Stored data entries
=== Section Start ===
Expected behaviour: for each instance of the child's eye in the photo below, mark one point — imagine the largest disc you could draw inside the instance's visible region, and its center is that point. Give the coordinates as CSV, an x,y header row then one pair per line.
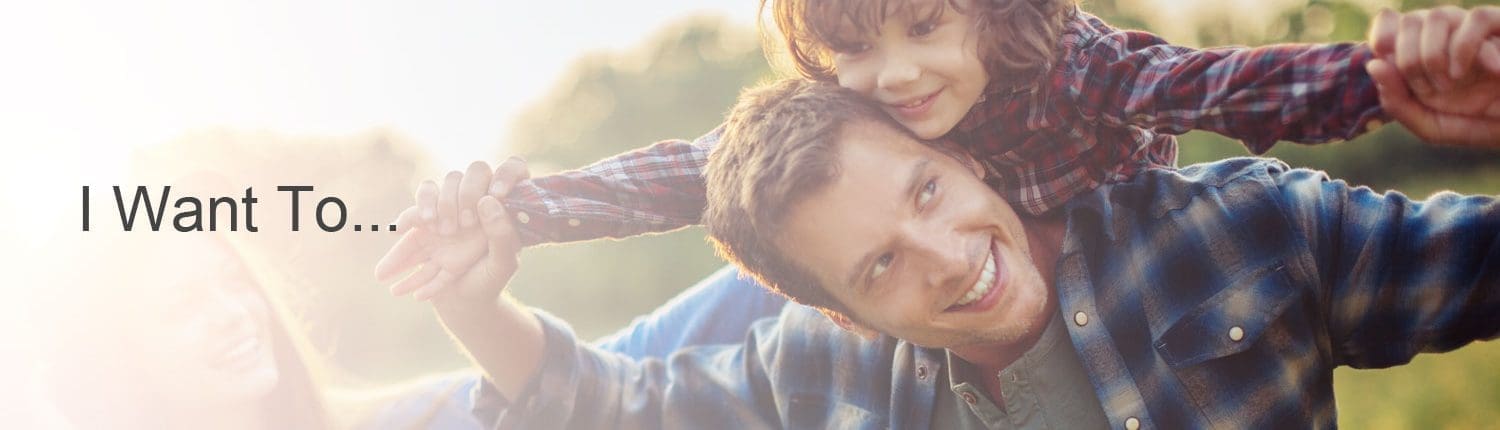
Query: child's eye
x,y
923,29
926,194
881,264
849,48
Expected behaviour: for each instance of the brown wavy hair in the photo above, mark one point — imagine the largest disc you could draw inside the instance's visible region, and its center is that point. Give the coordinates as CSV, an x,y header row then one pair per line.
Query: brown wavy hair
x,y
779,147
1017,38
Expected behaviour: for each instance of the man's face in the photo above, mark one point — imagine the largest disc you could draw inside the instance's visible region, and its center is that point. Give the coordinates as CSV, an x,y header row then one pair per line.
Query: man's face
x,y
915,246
=== Section End ===
PROBLEM TO SOLVE
Without changing a word, retype every entry above, but drop its pictures.

WRITTEN RESPONSE
Expected behaviour: for each instance of the child's eye in the photo below, mark one point — imagine the largest disc you could draw inside the instance's visible region, and its center is that point. Give the coordinates as CSV, an x,y header row then one pair per line.
Query: child's eye
x,y
923,29
926,194
881,264
849,48
Expected behaviour: for each instance of the brown wavy hair in the photo above, mark one point — imagine the largest disc you could draw inside the instance's visible region, and its center is that point. Give the coordinates as CSV, an x,y header row then one pair per line.
Query: brown wavy hair
x,y
779,147
1017,38
Expected behaviour: for each instance of the man's face in the photo above, mark one point — imagine the largest disc you could draw inside the instance's visible region, and its center is that point. Give the coordinates as CSV, an x,y header row then one pair per line.
Query: man's face
x,y
915,246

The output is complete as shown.